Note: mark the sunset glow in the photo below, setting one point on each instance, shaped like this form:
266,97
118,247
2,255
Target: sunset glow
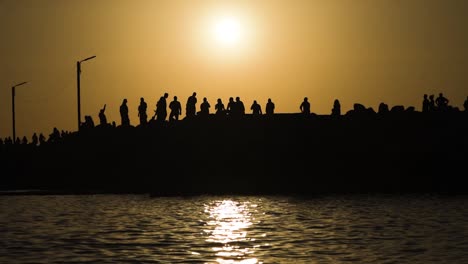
228,31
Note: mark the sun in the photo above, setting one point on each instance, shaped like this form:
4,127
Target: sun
227,31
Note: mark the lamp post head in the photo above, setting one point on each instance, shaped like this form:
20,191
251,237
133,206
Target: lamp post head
92,57
20,84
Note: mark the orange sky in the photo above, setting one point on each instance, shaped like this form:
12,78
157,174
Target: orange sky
365,51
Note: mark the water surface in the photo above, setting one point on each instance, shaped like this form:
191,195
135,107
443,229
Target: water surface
233,229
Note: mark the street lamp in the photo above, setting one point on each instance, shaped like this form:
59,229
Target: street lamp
13,107
78,73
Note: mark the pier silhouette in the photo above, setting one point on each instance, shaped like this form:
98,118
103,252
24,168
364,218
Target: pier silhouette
396,149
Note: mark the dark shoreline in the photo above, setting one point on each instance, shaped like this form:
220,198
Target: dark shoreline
405,152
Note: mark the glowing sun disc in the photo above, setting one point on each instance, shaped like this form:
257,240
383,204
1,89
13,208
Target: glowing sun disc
227,31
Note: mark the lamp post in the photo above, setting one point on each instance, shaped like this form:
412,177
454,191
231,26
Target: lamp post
78,73
13,107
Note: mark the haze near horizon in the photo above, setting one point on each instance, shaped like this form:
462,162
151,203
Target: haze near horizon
356,51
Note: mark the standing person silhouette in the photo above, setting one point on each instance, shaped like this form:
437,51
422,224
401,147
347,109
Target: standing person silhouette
231,107
426,104
142,111
190,108
205,107
305,106
442,102
176,109
432,106
465,104
124,113
256,108
161,108
270,107
240,108
102,116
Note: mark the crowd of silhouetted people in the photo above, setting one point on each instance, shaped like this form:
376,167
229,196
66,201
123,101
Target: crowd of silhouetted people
234,109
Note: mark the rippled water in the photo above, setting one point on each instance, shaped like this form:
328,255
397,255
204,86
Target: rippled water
237,229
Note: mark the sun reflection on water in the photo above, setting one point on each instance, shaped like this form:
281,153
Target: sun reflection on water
229,222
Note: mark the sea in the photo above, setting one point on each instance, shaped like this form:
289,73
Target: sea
140,228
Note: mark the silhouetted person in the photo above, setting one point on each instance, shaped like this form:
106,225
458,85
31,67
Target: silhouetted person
239,107
219,107
383,108
41,139
256,108
176,109
426,104
270,107
89,123
102,116
305,106
442,102
35,139
231,106
161,108
465,104
336,110
205,107
190,108
142,111
432,106
124,113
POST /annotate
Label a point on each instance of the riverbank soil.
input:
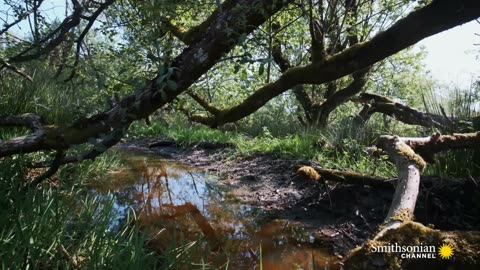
(343, 216)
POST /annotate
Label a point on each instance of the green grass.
(62, 228)
(328, 149)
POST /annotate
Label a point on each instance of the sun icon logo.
(445, 251)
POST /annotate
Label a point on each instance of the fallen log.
(346, 177)
(399, 230)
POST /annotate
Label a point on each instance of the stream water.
(179, 205)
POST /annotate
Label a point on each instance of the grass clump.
(62, 228)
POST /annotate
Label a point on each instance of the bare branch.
(29, 120)
(14, 69)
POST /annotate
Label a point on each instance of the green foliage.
(62, 228)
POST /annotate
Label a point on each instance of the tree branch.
(376, 103)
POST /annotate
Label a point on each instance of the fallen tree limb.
(465, 246)
(28, 120)
(398, 227)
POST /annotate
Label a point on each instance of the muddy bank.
(343, 216)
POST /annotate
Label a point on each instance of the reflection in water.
(178, 204)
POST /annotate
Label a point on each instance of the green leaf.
(261, 70)
(172, 85)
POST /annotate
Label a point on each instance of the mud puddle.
(187, 207)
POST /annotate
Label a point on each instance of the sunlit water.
(185, 207)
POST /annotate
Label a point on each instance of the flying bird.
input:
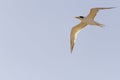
(88, 20)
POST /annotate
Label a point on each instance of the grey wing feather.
(75, 30)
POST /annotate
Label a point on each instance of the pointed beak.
(77, 17)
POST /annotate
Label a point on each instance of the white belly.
(89, 21)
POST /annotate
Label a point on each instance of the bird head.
(80, 17)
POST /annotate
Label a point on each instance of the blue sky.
(34, 41)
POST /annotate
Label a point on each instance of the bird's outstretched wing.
(94, 11)
(75, 30)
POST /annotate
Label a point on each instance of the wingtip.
(112, 7)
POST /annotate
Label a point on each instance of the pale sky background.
(34, 41)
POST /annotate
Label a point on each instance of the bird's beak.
(77, 17)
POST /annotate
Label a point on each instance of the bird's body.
(88, 20)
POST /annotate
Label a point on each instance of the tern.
(88, 20)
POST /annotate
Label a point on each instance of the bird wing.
(75, 30)
(94, 11)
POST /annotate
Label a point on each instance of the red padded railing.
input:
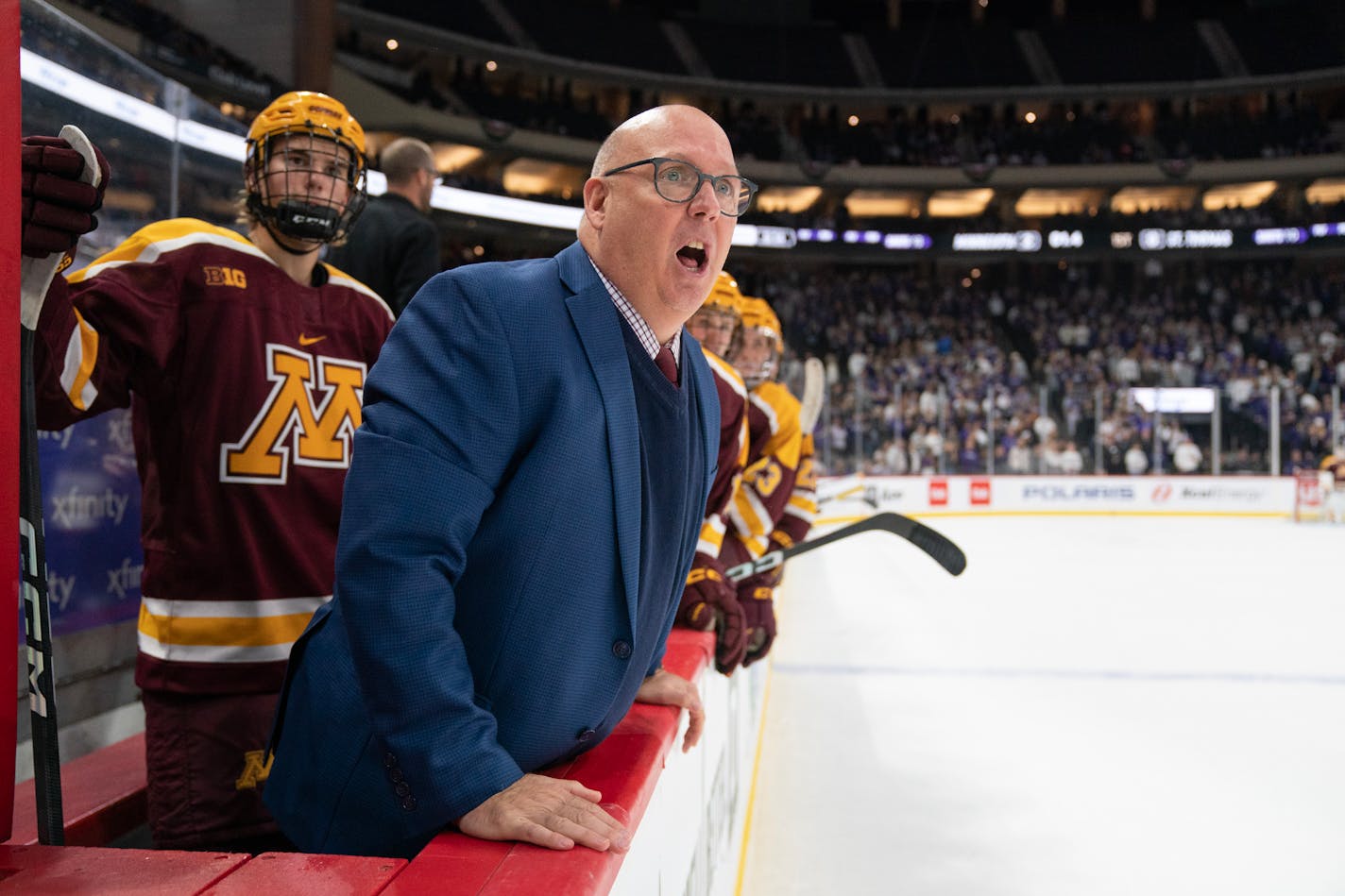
(105, 798)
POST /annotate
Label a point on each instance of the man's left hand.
(666, 689)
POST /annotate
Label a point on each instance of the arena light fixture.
(1237, 195)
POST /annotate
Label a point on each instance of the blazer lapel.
(597, 325)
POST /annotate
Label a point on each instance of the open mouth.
(693, 256)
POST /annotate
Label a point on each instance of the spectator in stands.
(1136, 462)
(394, 246)
(525, 502)
(1186, 456)
(206, 335)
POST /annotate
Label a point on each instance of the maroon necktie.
(665, 361)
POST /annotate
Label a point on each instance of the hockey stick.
(34, 279)
(935, 544)
(814, 390)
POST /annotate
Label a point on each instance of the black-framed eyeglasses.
(679, 180)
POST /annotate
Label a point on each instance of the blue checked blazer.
(482, 623)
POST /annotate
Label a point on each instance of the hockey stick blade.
(935, 544)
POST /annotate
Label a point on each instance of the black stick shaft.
(37, 617)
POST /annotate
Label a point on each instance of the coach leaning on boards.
(522, 509)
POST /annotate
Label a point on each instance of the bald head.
(658, 126)
(662, 255)
(409, 167)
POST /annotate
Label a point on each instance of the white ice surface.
(1098, 706)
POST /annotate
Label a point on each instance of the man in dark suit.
(393, 247)
(522, 509)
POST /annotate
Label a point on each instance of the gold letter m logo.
(288, 424)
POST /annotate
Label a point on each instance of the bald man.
(522, 510)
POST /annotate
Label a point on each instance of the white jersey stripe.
(233, 608)
(213, 652)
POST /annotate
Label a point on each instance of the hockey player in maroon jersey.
(776, 500)
(244, 363)
(709, 599)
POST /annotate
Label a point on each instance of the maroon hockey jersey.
(245, 390)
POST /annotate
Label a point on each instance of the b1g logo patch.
(219, 276)
(291, 427)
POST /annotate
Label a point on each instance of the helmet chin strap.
(279, 238)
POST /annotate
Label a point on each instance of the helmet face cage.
(760, 336)
(716, 327)
(300, 140)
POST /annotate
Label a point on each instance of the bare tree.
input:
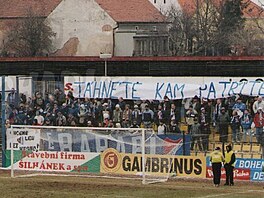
(29, 36)
(194, 33)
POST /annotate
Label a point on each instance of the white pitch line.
(117, 196)
(232, 193)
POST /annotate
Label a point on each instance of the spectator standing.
(229, 165)
(38, 101)
(71, 120)
(136, 115)
(174, 128)
(191, 114)
(246, 121)
(147, 117)
(216, 159)
(223, 120)
(122, 103)
(174, 115)
(235, 126)
(258, 103)
(82, 115)
(13, 98)
(217, 111)
(117, 115)
(239, 106)
(162, 128)
(39, 118)
(127, 116)
(205, 128)
(61, 119)
(195, 132)
(196, 104)
(259, 124)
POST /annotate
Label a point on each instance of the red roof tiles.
(251, 10)
(18, 8)
(131, 10)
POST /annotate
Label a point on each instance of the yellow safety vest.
(217, 157)
(228, 156)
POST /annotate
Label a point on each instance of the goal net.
(126, 152)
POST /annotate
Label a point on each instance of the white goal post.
(135, 152)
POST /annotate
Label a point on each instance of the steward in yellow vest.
(230, 159)
(217, 158)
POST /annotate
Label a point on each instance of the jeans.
(259, 133)
(247, 132)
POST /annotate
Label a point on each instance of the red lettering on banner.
(239, 173)
(52, 166)
(28, 165)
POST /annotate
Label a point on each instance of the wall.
(83, 22)
(165, 7)
(124, 42)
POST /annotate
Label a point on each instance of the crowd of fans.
(58, 109)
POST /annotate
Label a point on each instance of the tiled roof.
(251, 10)
(18, 8)
(131, 10)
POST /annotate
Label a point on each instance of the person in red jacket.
(259, 123)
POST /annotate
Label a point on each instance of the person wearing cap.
(239, 105)
(205, 121)
(259, 124)
(147, 117)
(117, 115)
(127, 116)
(216, 158)
(223, 120)
(229, 165)
(136, 115)
(258, 103)
(246, 121)
(191, 114)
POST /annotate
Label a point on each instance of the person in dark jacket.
(229, 165)
(216, 159)
(223, 122)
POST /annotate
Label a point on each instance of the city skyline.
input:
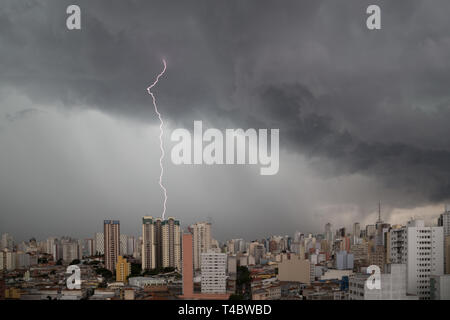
(362, 114)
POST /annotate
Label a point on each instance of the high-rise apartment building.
(123, 244)
(7, 242)
(99, 239)
(148, 243)
(444, 221)
(70, 251)
(213, 272)
(123, 269)
(421, 248)
(161, 243)
(202, 241)
(111, 231)
(171, 243)
(393, 285)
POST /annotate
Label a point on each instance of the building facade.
(111, 231)
(213, 272)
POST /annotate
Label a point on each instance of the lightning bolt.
(161, 132)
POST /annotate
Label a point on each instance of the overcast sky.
(363, 115)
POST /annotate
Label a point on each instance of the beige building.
(293, 268)
(201, 232)
(148, 243)
(123, 269)
(112, 243)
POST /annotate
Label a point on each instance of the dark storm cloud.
(353, 101)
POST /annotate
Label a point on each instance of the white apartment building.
(421, 248)
(123, 249)
(7, 242)
(99, 243)
(201, 232)
(213, 270)
(7, 260)
(440, 287)
(171, 243)
(70, 251)
(393, 286)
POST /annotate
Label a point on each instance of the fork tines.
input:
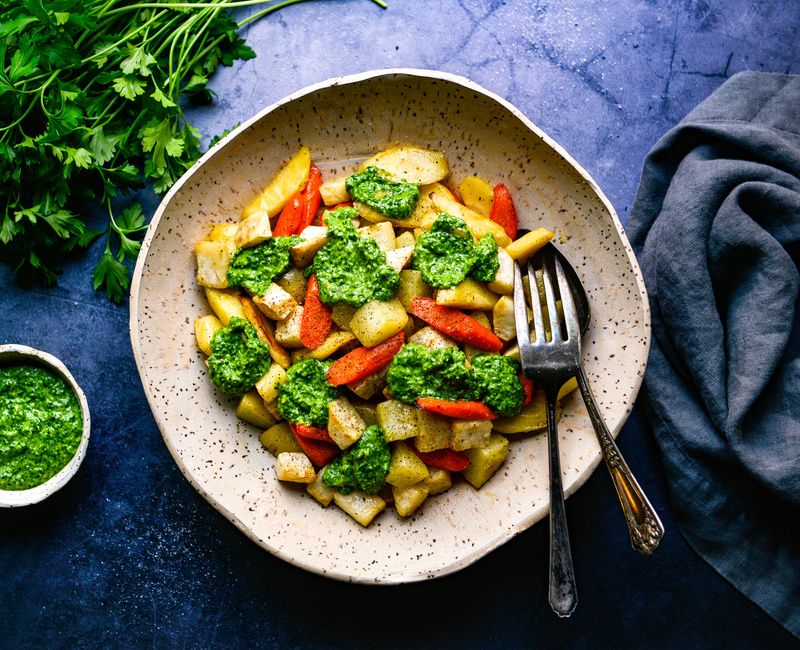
(546, 262)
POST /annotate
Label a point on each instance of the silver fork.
(551, 363)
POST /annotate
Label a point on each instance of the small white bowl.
(12, 354)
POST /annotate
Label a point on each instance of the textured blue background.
(128, 554)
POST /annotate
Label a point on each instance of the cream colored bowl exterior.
(12, 354)
(346, 119)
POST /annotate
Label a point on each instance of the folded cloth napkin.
(716, 228)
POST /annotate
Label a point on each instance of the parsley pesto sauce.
(41, 426)
(447, 254)
(351, 268)
(238, 357)
(375, 188)
(417, 371)
(305, 394)
(363, 466)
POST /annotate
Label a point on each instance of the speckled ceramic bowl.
(343, 120)
(22, 354)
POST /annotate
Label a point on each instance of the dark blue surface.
(128, 554)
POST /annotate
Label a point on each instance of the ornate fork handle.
(644, 526)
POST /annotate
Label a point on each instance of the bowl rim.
(213, 151)
(20, 498)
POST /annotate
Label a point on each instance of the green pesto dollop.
(417, 371)
(255, 268)
(351, 268)
(447, 254)
(376, 188)
(486, 261)
(41, 426)
(238, 357)
(363, 466)
(305, 394)
(497, 383)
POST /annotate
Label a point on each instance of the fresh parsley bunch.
(92, 97)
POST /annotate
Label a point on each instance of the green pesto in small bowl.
(41, 425)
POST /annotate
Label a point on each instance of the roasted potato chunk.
(253, 230)
(288, 181)
(411, 164)
(278, 439)
(469, 294)
(377, 321)
(276, 303)
(288, 330)
(433, 431)
(399, 257)
(225, 304)
(382, 233)
(361, 507)
(371, 385)
(477, 194)
(411, 286)
(398, 420)
(252, 409)
(213, 258)
(408, 499)
(503, 319)
(319, 490)
(335, 342)
(268, 385)
(294, 283)
(345, 425)
(485, 461)
(468, 434)
(477, 223)
(406, 468)
(294, 467)
(431, 338)
(529, 243)
(438, 481)
(503, 282)
(334, 191)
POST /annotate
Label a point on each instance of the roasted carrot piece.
(460, 409)
(310, 198)
(317, 321)
(265, 332)
(319, 452)
(310, 431)
(362, 362)
(503, 212)
(290, 218)
(447, 459)
(455, 324)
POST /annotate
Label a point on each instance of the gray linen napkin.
(716, 228)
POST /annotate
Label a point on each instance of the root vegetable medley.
(367, 324)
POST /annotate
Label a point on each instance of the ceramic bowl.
(22, 354)
(344, 120)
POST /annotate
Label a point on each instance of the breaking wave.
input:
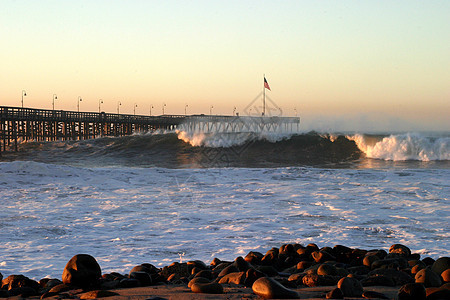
(403, 147)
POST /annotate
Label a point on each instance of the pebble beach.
(292, 271)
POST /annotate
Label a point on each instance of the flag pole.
(264, 95)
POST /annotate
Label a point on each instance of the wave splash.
(402, 147)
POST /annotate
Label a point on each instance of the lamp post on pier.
(99, 102)
(78, 103)
(53, 102)
(24, 93)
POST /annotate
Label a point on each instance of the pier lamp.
(24, 93)
(53, 102)
(99, 102)
(78, 103)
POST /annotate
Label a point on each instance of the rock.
(428, 278)
(129, 283)
(251, 275)
(312, 280)
(254, 257)
(205, 273)
(207, 288)
(322, 256)
(440, 265)
(326, 269)
(351, 287)
(143, 278)
(269, 288)
(377, 280)
(198, 280)
(374, 295)
(335, 294)
(241, 264)
(98, 294)
(82, 270)
(398, 277)
(412, 291)
(235, 278)
(228, 270)
(17, 281)
(446, 275)
(400, 249)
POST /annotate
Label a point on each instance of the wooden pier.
(28, 124)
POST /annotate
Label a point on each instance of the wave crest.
(410, 146)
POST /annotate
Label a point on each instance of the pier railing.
(23, 124)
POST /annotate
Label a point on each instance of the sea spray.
(402, 147)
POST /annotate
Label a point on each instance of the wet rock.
(412, 291)
(319, 280)
(207, 288)
(17, 281)
(82, 270)
(351, 287)
(251, 276)
(400, 249)
(326, 269)
(428, 278)
(198, 280)
(228, 270)
(254, 257)
(335, 294)
(377, 280)
(398, 277)
(446, 275)
(235, 278)
(98, 294)
(374, 295)
(269, 288)
(440, 265)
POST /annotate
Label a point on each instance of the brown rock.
(269, 288)
(98, 294)
(235, 278)
(412, 291)
(207, 288)
(335, 294)
(400, 249)
(351, 287)
(82, 270)
(428, 278)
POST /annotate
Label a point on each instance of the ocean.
(173, 196)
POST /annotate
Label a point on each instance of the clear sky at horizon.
(340, 65)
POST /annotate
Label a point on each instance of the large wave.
(402, 147)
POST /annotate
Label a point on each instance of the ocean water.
(164, 197)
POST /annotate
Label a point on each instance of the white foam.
(405, 147)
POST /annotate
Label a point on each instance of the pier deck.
(29, 124)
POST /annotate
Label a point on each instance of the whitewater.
(159, 198)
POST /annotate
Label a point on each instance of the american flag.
(266, 84)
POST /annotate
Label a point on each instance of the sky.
(338, 65)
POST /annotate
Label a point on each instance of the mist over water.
(148, 198)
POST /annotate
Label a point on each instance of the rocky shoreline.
(290, 272)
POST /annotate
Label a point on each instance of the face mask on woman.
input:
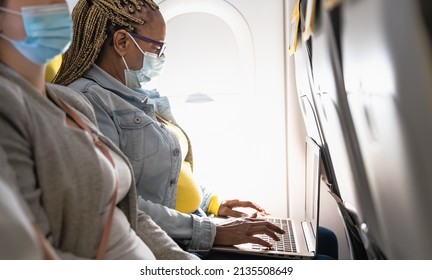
(152, 68)
(48, 32)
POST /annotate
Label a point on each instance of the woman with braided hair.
(117, 45)
(77, 185)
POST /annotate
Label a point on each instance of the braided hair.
(95, 21)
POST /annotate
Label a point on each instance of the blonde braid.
(91, 20)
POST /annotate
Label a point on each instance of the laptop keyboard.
(287, 241)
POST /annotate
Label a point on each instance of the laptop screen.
(312, 181)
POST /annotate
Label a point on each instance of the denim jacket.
(128, 118)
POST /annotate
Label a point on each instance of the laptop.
(300, 240)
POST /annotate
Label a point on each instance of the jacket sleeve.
(18, 240)
(194, 232)
(162, 246)
(17, 151)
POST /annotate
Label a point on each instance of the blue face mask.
(152, 68)
(48, 29)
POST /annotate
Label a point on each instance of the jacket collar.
(106, 81)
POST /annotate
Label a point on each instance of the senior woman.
(117, 45)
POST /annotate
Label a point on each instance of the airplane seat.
(304, 57)
(303, 72)
(336, 124)
(386, 67)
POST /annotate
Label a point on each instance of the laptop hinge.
(310, 236)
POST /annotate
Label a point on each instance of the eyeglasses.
(161, 45)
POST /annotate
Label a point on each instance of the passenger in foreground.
(77, 184)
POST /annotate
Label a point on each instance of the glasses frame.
(161, 45)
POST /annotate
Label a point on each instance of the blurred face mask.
(48, 32)
(152, 68)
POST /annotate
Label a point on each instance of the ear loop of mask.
(10, 11)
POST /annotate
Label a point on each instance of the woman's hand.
(243, 230)
(226, 209)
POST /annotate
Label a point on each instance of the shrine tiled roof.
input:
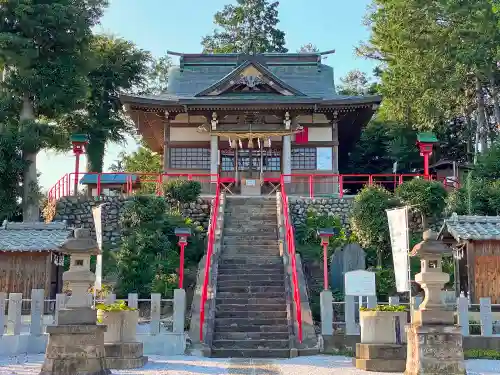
--*--
[PROBLEM DETAILS]:
Return every line of the material above that contains the word "crowd", copied in full and in its original order.

[RESULT OF THE EXERCISE]:
Note: mark the crowd of silhouetted people in the photo above, setting one point on each instance, shaped like this form:
Target: crowd of silhouetted people
Label a point on each instance of the crowd of fans.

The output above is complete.